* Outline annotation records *
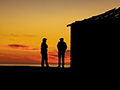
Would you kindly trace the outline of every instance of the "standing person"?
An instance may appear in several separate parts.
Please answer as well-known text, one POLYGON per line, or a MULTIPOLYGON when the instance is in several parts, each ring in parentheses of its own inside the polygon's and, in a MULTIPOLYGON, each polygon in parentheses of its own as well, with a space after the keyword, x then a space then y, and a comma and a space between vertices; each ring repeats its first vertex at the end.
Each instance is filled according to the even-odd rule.
POLYGON ((44 60, 46 62, 46 66, 48 66, 48 58, 47 58, 47 48, 48 45, 46 44, 46 38, 43 38, 43 42, 41 44, 41 54, 42 54, 42 61, 41 61, 41 66, 44 67, 44 60))
POLYGON ((58 48, 58 58, 59 58, 59 66, 58 67, 60 67, 60 64, 61 64, 60 58, 62 56, 62 67, 64 68, 64 56, 65 56, 65 51, 67 49, 67 45, 64 42, 63 38, 60 38, 60 42, 58 42, 57 48, 58 48))

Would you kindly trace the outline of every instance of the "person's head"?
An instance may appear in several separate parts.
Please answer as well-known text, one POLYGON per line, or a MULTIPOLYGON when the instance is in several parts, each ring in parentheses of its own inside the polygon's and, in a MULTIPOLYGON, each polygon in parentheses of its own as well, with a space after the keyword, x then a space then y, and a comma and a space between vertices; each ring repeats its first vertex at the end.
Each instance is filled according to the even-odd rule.
POLYGON ((46 40, 47 40, 46 38, 43 38, 43 42, 46 42, 46 40))
POLYGON ((63 42, 63 40, 64 40, 63 38, 60 38, 60 41, 61 41, 61 42, 63 42))

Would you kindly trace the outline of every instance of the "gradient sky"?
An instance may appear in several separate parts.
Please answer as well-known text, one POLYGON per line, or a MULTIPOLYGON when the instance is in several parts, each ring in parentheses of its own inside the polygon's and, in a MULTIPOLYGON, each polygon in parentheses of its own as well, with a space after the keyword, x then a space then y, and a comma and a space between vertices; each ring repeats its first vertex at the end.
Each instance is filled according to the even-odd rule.
POLYGON ((46 37, 49 63, 57 63, 57 43, 68 45, 74 21, 119 7, 120 0, 0 0, 0 63, 40 63, 40 43, 46 37))

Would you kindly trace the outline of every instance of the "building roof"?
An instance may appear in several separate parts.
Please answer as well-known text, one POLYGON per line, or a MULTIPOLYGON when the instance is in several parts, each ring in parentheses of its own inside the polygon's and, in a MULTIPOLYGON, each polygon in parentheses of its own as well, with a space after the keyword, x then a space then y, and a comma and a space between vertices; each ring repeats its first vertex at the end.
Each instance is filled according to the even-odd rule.
POLYGON ((92 16, 92 17, 90 17, 88 19, 84 19, 82 21, 75 21, 75 22, 67 25, 67 27, 72 26, 74 24, 83 23, 83 22, 115 21, 115 20, 120 21, 120 7, 108 10, 105 13, 102 13, 102 14, 96 15, 96 16, 92 16))

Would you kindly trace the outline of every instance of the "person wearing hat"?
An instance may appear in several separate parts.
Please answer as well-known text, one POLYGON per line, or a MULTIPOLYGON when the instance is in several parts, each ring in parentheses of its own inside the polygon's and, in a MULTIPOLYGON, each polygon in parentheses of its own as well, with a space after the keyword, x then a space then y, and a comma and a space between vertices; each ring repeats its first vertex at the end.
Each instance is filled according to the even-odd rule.
POLYGON ((48 58, 47 58, 47 48, 48 45, 46 44, 46 38, 43 38, 43 42, 41 44, 41 55, 42 55, 42 61, 41 61, 41 66, 44 67, 44 60, 46 62, 46 66, 48 66, 48 58))
POLYGON ((67 49, 67 45, 66 43, 64 42, 64 39, 63 38, 60 38, 60 42, 58 42, 57 44, 57 48, 58 48, 58 58, 59 58, 59 65, 58 67, 60 67, 60 64, 61 64, 61 57, 62 57, 62 67, 64 68, 64 57, 65 57, 65 51, 67 49))

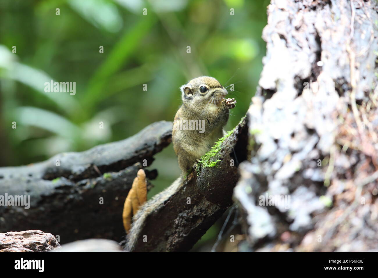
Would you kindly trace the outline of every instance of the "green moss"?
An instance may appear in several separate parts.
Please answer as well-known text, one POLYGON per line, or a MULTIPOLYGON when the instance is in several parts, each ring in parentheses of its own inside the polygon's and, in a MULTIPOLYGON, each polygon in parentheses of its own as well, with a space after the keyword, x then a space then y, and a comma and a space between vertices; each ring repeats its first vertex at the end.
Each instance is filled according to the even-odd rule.
MULTIPOLYGON (((214 160, 214 157, 218 154, 220 150, 221 145, 225 140, 234 132, 235 128, 232 130, 230 130, 226 134, 224 137, 220 138, 218 141, 215 142, 214 146, 212 146, 211 149, 208 152, 205 154, 204 155, 201 157, 201 160, 198 162, 198 166, 202 166, 203 167, 213 167, 217 165, 217 163, 218 162, 221 160, 219 159, 214 160)), ((198 167, 197 175, 200 174, 200 167, 198 167)))

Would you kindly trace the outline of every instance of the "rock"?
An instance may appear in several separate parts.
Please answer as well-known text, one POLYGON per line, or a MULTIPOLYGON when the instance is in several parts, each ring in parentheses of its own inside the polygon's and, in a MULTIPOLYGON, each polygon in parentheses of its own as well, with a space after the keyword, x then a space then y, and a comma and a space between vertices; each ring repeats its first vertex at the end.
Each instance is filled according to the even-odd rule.
POLYGON ((52 235, 38 230, 0 233, 0 252, 47 252, 60 246, 52 235))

* What to do *
Report each line in the records that contains the word "Would", copying every such line in full.

* Result below *
Would you kindly trace the outline of every instance of the "standing person"?
Would you kindly trace the outline of every instance of the "person's head"?
Would you kindly trace the outline of every instance of the "gradient sky"?
Would you kindly trace the outline of every instance of the "building roof"?
Would you kindly trace the outline of every instance of the "person wearing hat"?
Would you kindly trace the outline of every instance of the "green moss"?
Would you kindly trace the outline of every instance of the "rock"?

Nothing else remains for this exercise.